◆ Given exercise
Can you convert the lines below into a numbered list, skipping blank lines and leaving out the pictures?

◆ Dataset rows
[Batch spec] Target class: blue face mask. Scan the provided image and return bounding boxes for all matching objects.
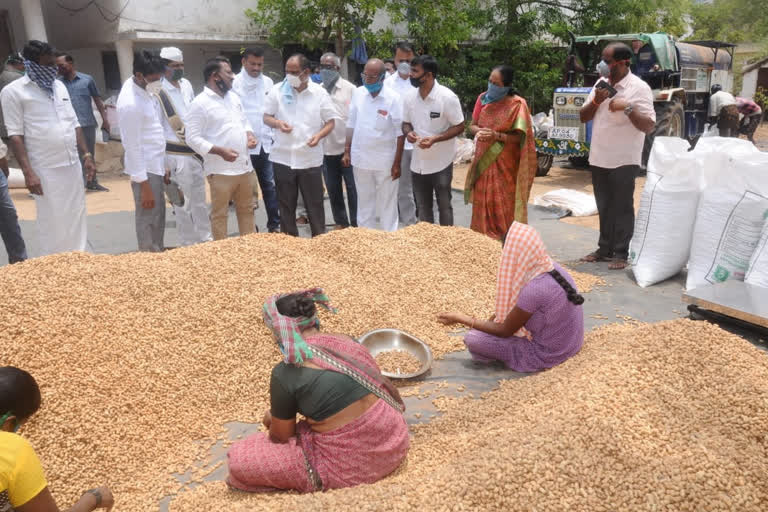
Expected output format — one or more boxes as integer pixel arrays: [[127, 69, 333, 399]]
[[483, 82, 510, 105], [363, 75, 384, 94], [320, 69, 339, 89]]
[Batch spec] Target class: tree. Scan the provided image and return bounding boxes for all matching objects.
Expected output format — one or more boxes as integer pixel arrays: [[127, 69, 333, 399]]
[[691, 0, 768, 43], [245, 0, 381, 56]]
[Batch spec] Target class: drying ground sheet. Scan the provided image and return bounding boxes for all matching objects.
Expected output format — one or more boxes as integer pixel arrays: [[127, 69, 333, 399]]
[[171, 320, 768, 511], [0, 224, 599, 511]]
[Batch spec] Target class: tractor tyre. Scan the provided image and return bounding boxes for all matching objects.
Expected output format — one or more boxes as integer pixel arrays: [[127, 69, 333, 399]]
[[643, 101, 685, 168], [536, 153, 555, 176]]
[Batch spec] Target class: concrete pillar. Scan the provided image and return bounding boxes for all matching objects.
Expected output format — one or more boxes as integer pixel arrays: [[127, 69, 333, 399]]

◆ Full output
1. [Batch spec] Target class: blue face mask. Scan the provided image and return bounding boxes for all matching objects.
2. Expected output format — one or more boxes as integer pixel arrays: [[127, 69, 333, 399]]
3. [[483, 82, 510, 105], [363, 75, 384, 94], [320, 69, 339, 89]]
4. [Batch spec] Target class: tree. Scan the provided image and return bounding boxes for all matching objects.
5. Expected output format — one or more boxes as integer pixel arrays: [[127, 69, 333, 399]]
6. [[691, 0, 768, 43], [245, 0, 381, 56]]
7. [Batch spec] Target class: drying ground sheet. Scan the provided image and return bounding boxes for all matching objects.
8. Expected output format — one or more boxes as integer pixel arrays: [[127, 69, 333, 399]]
9. [[171, 320, 768, 511], [0, 224, 599, 511]]
10. [Batch spec] Target class: tractor tyre. Scan the provided image and return bounding boxes for all matching objects.
11. Expected output format — one or more boxes as integer pixel arrays: [[127, 69, 333, 399]]
12. [[643, 101, 685, 168], [536, 153, 555, 176]]
13. [Batch spec] Target class: concrete pillar. Scan the provided image and return bounding boxes for all matching objects.
14. Expected output format — one or more boxes as integer pixel arrays: [[127, 69, 333, 399]]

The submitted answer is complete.